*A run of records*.
━━━━━━━━━━━━━━━━

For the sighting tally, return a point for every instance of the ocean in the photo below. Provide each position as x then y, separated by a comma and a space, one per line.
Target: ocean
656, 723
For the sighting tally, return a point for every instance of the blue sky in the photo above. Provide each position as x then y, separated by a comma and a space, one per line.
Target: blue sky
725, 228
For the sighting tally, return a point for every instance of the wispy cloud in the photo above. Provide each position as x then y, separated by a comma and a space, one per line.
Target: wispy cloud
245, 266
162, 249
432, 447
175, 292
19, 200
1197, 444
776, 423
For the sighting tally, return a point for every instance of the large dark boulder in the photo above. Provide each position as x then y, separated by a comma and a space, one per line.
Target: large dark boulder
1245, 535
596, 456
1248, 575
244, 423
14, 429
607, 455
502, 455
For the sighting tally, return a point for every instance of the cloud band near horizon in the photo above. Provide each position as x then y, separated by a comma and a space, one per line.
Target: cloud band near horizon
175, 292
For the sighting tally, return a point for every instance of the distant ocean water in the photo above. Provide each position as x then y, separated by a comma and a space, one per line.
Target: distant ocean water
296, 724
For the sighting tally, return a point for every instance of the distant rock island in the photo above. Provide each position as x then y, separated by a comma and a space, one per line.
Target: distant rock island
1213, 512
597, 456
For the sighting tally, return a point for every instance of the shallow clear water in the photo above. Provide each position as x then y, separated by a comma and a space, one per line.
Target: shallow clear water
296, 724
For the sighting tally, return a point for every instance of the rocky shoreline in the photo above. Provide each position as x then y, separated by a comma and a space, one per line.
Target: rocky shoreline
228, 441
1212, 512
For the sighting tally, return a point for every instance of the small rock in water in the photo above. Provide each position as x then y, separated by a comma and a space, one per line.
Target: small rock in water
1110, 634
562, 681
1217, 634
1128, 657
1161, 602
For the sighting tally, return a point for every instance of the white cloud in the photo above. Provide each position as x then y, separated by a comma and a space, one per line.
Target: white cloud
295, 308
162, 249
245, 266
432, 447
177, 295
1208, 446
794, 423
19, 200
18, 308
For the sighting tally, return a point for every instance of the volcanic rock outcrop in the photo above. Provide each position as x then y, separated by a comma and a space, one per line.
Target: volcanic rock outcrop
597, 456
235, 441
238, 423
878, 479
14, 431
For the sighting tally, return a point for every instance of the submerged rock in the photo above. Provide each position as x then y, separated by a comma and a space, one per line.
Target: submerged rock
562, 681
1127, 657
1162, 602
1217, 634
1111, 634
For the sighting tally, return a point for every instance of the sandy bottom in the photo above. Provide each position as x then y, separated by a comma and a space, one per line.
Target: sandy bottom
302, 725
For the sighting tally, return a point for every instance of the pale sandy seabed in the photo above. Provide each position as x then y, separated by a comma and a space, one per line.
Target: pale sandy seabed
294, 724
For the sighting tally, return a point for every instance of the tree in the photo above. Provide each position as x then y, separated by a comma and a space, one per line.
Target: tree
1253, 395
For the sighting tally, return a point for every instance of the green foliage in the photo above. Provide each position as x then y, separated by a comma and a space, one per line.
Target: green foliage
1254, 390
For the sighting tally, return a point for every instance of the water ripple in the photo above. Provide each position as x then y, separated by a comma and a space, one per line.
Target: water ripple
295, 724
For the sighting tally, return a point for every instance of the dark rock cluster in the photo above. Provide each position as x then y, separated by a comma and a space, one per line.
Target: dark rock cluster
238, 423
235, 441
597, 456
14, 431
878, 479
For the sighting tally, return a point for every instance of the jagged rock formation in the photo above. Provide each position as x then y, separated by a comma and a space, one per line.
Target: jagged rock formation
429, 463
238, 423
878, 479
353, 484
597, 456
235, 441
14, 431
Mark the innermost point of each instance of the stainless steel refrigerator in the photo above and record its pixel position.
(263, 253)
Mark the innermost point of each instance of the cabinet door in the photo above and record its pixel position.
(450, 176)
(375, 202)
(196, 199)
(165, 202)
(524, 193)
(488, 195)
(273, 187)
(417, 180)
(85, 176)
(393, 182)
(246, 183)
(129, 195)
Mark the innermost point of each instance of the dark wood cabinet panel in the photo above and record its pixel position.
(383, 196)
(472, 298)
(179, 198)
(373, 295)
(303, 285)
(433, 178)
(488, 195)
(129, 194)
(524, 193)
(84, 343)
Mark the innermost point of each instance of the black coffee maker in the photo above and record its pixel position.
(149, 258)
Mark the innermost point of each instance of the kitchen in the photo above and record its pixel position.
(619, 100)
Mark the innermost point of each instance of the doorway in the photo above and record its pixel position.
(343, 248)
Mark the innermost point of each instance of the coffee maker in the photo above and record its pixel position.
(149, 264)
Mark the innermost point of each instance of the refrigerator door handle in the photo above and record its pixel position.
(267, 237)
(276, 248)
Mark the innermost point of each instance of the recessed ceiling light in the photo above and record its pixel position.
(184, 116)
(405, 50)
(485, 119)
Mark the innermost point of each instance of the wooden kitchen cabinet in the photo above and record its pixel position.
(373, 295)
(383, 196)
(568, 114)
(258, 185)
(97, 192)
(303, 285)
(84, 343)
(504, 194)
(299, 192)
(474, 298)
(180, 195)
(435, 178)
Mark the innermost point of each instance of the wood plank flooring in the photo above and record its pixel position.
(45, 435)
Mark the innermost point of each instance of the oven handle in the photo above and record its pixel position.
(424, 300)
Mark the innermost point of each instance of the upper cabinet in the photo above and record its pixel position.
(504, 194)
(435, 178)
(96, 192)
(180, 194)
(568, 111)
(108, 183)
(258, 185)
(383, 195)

━━━━━━━━━━━━━━━━

Please rescale the entries from the line containing "Mark the innermost point of each instance of the wood plank" through the end of the entries by writing out every line again, requests included. Multiply each coordinate in the answers by 2.2 and round it to a whole number, with halves rounded up.

Mark the innermost point of each instance of the wood plank flooring in the photo above and record its pixel position.
(99, 957)
Mark the innermost point of each instance of the oven handle in the photo above and record its pixel position.
(933, 660)
Mark the innermost point of each instance of the upper cabinet in the photo above and record its pixel position.
(1109, 427)
(957, 392)
(211, 422)
(396, 427)
(1250, 244)
(238, 403)
(568, 407)
(843, 429)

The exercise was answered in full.